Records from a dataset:
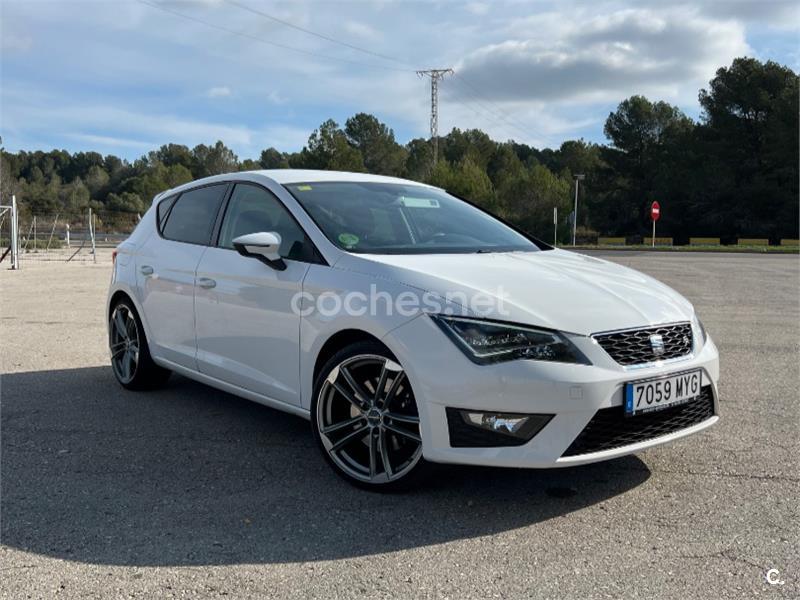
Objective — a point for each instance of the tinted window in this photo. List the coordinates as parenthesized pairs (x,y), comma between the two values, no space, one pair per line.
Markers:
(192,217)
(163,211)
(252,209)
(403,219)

* * *

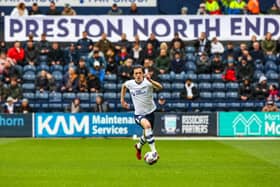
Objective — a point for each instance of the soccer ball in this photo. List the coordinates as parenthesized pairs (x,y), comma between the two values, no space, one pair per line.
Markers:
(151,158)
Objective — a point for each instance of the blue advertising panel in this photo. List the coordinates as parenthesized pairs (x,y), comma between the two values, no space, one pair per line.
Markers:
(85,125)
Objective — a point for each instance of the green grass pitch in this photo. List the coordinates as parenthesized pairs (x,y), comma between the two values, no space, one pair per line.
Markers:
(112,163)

==

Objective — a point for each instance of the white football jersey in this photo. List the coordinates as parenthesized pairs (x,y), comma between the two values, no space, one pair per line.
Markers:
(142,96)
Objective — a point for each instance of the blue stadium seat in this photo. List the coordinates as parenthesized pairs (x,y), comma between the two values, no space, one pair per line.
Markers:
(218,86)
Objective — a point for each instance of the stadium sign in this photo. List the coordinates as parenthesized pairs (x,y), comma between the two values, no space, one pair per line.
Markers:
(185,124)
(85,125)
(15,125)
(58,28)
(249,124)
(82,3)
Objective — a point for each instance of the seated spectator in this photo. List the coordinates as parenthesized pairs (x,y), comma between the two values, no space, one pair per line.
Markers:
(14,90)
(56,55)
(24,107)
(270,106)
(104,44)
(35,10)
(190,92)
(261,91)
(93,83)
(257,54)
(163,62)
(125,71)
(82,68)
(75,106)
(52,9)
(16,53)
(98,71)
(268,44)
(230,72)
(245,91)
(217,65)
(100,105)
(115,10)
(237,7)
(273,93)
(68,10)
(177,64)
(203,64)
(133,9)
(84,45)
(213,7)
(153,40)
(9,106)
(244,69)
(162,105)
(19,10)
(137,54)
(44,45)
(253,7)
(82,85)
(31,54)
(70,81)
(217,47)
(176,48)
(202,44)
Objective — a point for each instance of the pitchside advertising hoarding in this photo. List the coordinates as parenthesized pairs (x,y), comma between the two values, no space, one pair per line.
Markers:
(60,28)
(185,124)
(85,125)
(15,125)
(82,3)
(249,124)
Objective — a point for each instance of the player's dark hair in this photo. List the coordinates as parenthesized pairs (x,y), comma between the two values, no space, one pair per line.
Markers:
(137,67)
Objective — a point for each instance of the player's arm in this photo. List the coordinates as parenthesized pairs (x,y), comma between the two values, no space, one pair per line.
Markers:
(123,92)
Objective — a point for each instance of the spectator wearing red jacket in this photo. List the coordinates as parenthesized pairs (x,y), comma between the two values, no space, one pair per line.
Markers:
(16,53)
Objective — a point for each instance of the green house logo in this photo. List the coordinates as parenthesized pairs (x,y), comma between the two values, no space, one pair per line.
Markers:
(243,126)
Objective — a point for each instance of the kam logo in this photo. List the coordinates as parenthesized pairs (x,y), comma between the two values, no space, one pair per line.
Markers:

* _Your task_
List every line above that contains the word "white", copying each one in full.

* _The reply_
Objective — a point for each instance of the white football jersey in this photo. List the coordinates as parenthesized pairs (x,y), comma between the two values, no space, one pair per line.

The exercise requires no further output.